• _Tugas Anda_
Ubahlah bagian teks tentang landas kontinen antara "(1) Tindakan perluasan" dan "shelf itu sendiri.", termasuk keduanya, dengan mengganti "yurisdiksi" menjadi "kewenangan hukum", lalu tuliskan bagian itu.

• _Teks Pilihan_
☆ ☆ ☆ ☆ ☆ ☆ ☆
Apabila diteliti semua tindakan-tindakan sepihak negara-negara bertalian dengan “seabed dan subsoil” setelah Proklamasi Truman tahun 1945 tentang “continental shelf ”, apakah bentuk atau wujudnya, maka kita dapat menggolongkannya menjadi paling sedikit 4 (empat) golongan sebagai berikut.
(1) Tindakan perluasan yurisdiksi yang ditujukan kepada penguasaan-penguasaan kekayaan alam yang terkandung dalam dasar laut dan tanah dibawahnya (seabed dan subsoil) laut yang berbatasan dengan pantai.
(2) Perluasan yurisdiksi atau dalam beberapa hal “kedaulatan” atas dasar laut dan tanah di bawahnya (seabed and subsoil) daripada continental shelf itu sendiri.
(3) Perluasan kedaulatan atas continental shelf dan perairan diatasnya.
(4) Perluasan “sovereignty” atas lautan (dengan atau tanpa menyebutkan continental shelf) hingga suatu ukuran jarak tertentu misalnya 200 mil laut.
Apabila kita memakai azaz-azaz yang terkandung dalam Proklamasi Truman tahun 1945 sebagai ukuran bagi konsepsi “continental shelf” maka tindakan-tindakan sepihak negara yang memasok golongan (1) dan (2) dapat dikatakan tergolong serupa dengan tindakan Pemerintah Amerika serikat di tahun 1945.
Praktek negara yang tergolong katagori (4) seperti misalnya tindakan negara Equador, Cili dan Peru (dan Kosta Rica) yang menyebutkan 200 mil sebagai batas berlaku kedaulatannya sebenarnya sudah agak jauh dari pengertian “continental shelf”, karena sebenarnya dasar pemikirannyapun lain. Yang membedakan golongan ini dari ketiga golongan terdahulu adalah bahwa klaim-klaim ini tidak didasarkan atas adanya “continental shelf” atau dasar laut dan tanah dibawahnya yang berbatasan dengan pantai. Secara geologis negara-negara ini memang tidak atau hampir tidak memiliki “continental shelf” yang berbatasan dengan pantainya.
☆ ☆ ☆ ☆ ☆ ☆ ☆
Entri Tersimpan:

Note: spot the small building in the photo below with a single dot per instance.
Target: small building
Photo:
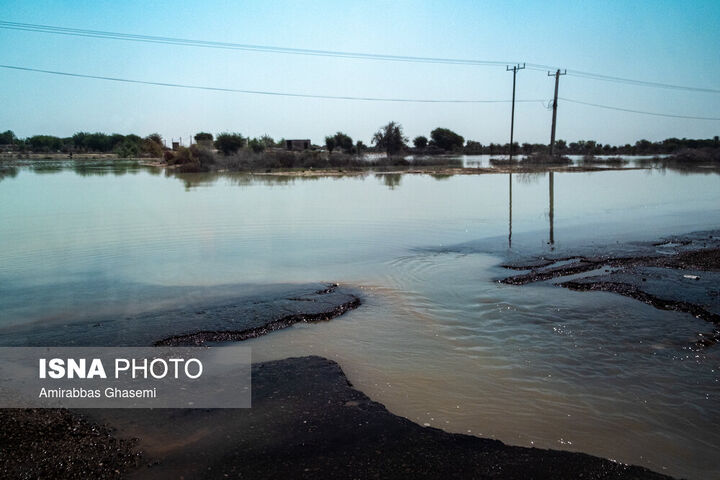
(297, 144)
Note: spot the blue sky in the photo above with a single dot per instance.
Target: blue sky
(670, 42)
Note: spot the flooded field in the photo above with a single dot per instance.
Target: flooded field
(437, 339)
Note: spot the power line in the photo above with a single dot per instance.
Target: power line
☆ ☆ ☆ ☆ ☆ ☆ ☆
• _Jawaban Anda_
(1) Tindakan perluasan kewenangan hukum yang ditujukan kepada penguasaan-penguasaan kekayaan alam yang terkandung dalam dasar laut dan tanah dibawahnya (seabed dan subsoil) laut yang berbatasan dengan pantai.
(2) Perluasan kewenangan hukum atau dalam beberapa hal “kedaulatan” atas dasar laut dan tanah di bawahnya (seabed and subsoil) daripada continental shelf itu sendiri.